● **Shape labeling records**

((

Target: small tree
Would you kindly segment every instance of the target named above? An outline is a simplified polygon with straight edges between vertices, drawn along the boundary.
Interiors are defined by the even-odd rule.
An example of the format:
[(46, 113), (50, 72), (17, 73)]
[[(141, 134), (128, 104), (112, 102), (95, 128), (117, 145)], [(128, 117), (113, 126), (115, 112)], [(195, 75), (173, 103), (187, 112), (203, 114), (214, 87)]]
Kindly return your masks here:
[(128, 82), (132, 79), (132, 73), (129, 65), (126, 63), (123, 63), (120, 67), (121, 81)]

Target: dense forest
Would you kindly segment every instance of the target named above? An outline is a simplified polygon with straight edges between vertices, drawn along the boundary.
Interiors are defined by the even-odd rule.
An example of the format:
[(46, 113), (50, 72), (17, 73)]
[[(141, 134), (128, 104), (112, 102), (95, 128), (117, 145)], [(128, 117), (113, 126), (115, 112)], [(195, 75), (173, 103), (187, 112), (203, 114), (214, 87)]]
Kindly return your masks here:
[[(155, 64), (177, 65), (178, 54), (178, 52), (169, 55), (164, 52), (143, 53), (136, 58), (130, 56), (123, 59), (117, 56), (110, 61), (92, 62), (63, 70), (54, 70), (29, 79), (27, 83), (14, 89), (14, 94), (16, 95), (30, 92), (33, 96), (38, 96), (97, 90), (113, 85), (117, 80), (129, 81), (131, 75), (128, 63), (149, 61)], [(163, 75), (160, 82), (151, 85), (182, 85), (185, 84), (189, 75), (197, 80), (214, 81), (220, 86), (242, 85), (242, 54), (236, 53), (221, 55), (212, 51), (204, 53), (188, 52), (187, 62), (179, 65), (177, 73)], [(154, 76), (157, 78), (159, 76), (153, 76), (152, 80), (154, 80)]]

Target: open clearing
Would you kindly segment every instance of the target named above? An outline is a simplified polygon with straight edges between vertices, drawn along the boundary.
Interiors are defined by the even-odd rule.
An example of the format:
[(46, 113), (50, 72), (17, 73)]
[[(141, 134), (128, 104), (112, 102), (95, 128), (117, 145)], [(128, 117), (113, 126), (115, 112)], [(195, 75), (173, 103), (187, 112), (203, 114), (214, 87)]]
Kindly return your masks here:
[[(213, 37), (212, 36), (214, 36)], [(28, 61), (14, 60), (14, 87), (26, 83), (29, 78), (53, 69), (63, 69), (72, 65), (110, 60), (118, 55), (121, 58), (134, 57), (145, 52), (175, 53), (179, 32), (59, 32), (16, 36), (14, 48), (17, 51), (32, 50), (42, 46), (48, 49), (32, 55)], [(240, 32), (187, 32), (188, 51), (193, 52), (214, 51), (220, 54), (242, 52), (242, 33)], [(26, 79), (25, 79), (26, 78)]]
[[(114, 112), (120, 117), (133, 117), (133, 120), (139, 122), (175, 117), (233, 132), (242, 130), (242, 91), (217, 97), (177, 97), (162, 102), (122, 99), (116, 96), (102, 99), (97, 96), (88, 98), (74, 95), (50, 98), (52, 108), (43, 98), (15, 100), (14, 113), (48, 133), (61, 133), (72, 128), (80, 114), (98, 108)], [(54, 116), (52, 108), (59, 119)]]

))

● **What to produce**
Output the stretch from the line containing "Target: open clearing" through the end of the records as a JSON list of strings, one string per line, with blank lines omitted.

● **Solution for this exercise**
[
  "Target: open clearing",
  "Would you kindly segment every instance of the target named above? An outline is a simplified polygon with straight edges between vertices, drawn along the boundary.",
  "Interiors are defined by the even-odd rule.",
  "An example of the format:",
  "[(46, 113), (50, 72), (17, 73)]",
  "[[(141, 134), (128, 104), (112, 102), (95, 128), (117, 145)], [(128, 117), (113, 126), (115, 112)], [(195, 75), (173, 103), (187, 112), (203, 114), (214, 87)]]",
  "Kindly return your masks here:",
  "[[(213, 37), (212, 36), (214, 36)], [(28, 61), (14, 60), (14, 87), (26, 83), (29, 78), (53, 69), (63, 69), (72, 65), (110, 60), (118, 55), (121, 58), (134, 57), (145, 52), (175, 53), (179, 32), (59, 32), (16, 36), (14, 48), (17, 51), (32, 50), (42, 46), (48, 49), (32, 55)], [(240, 32), (187, 32), (188, 51), (193, 52), (214, 51), (220, 54), (242, 52), (242, 33)], [(26, 79), (25, 79), (26, 78)]]",
  "[[(114, 112), (120, 117), (133, 117), (133, 120), (139, 122), (175, 117), (233, 132), (242, 130), (242, 91), (217, 97), (177, 97), (162, 102), (122, 99), (116, 96), (102, 99), (97, 96), (88, 98), (74, 95), (50, 98), (52, 108), (43, 98), (15, 100), (14, 113), (48, 133), (61, 133), (72, 128), (80, 114), (98, 108)], [(54, 116), (52, 108), (59, 119)]]"
]